◆ **COMPLETE O SEGUINTE**:
• 1. Responda às perguntas abaixo com base no texto sobre a Aids.
(a) Qual é o número da edição?
(b) Quantas páginas tem o dossiê?
(c) Quantos anos de presença da Aids/HIV no Brasil o dossiê aborda?
• 2. Digite novamente, sem alterar nada, o trecho do texto sobre a Aids que vai de "Edição #204" a "a própria existência.".

◆ **TEXTO DO EXERCÍCIO**:
────────────────────────────────────────

Edição #204

Dezembro 17

Nesta edição

Desde que existe Aids

Você pode se perguntar, leitor, o motivo de prepararmos um dossiê de 20 páginas sobre os 35 anos da presença da Aids/ HIV no Brasil. Uma revista "de cultura" deter-se de tal modo sobre um assunto de saúde… Mas, pensar assim, seria como imaginar que podemos separar nosso corpo da nossa mente, nosso coração dos nossos ossos. Isso não podemos. A vida não se separa da arte, a cultura é a própria existência.

Esse foi nosso ponto de partida para trazer um assunto que é silenciado, mas cuja realidade se espalha insidiosamente, atingindo pessoas que não estão querendo pensar sobre o sexo que estão praticando e que viver a sexualidade, em todas as suas dimensões, é vivê-la também com responsabilidade por si e pelo outro. Como se não fosse pouco o fato de muita gente estar sendo infectada por não considerar os riscos que implicam desconhecer os cuidados com o corpo, há um contexto de ultraconservadorismo que quer silenciar o debate, impedir a educação nas escolas, impingir o medo e a castidade, definir modelos de se relacionar e amar, como se a história não tivesse ensinado a ineficácia disso.

────────────────────────────────────────

◆ **DADOS ARMAZENADOS**:
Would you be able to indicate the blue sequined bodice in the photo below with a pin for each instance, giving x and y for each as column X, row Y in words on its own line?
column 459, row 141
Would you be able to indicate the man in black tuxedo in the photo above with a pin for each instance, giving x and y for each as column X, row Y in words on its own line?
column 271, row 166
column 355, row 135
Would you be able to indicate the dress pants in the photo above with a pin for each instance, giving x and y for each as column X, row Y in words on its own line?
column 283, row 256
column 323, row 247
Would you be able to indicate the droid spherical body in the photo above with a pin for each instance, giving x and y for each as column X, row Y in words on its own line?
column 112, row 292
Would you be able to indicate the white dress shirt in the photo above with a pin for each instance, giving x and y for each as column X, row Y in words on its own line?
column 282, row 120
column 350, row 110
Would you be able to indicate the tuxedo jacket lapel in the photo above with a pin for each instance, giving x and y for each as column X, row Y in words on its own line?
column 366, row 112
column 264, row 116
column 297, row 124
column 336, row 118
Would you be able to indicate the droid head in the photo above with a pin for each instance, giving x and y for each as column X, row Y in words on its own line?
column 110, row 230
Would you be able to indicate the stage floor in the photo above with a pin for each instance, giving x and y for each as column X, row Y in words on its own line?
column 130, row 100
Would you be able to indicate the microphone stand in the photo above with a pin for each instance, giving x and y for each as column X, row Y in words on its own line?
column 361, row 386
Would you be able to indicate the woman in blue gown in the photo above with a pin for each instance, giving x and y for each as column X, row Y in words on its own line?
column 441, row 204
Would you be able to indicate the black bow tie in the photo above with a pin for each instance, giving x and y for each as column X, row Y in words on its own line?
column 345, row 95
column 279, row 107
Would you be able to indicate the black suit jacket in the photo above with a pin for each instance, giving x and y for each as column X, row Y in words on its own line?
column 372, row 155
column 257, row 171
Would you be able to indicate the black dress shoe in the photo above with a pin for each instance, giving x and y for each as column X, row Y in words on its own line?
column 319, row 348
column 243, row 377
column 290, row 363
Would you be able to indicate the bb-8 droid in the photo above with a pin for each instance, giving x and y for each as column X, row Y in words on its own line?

────────────────────────────────────────

◆ **RESPOSTAS POR ITEM**:
• 1.
(a) #204
(b) 20 páginas
(c) 35 anos

• 2.
Edição #204

Dezembro 17

Nesta edição

Desde que existe Aids

Você pode se perguntar, leitor, o motivo de prepararmos um dossiê de 20 páginas sobre os 35 anos da presença da Aids/ HIV no Brasil. Uma revista "de cultura" deter-se de tal modo sobre um assunto de saúde… Mas, pensar assim, seria como imaginar que podemos separar nosso corpo da nossa mente, nosso coração dos nossos ossos. Isso não podemos. A vida não se separa da arte, a cultura é a própria existência.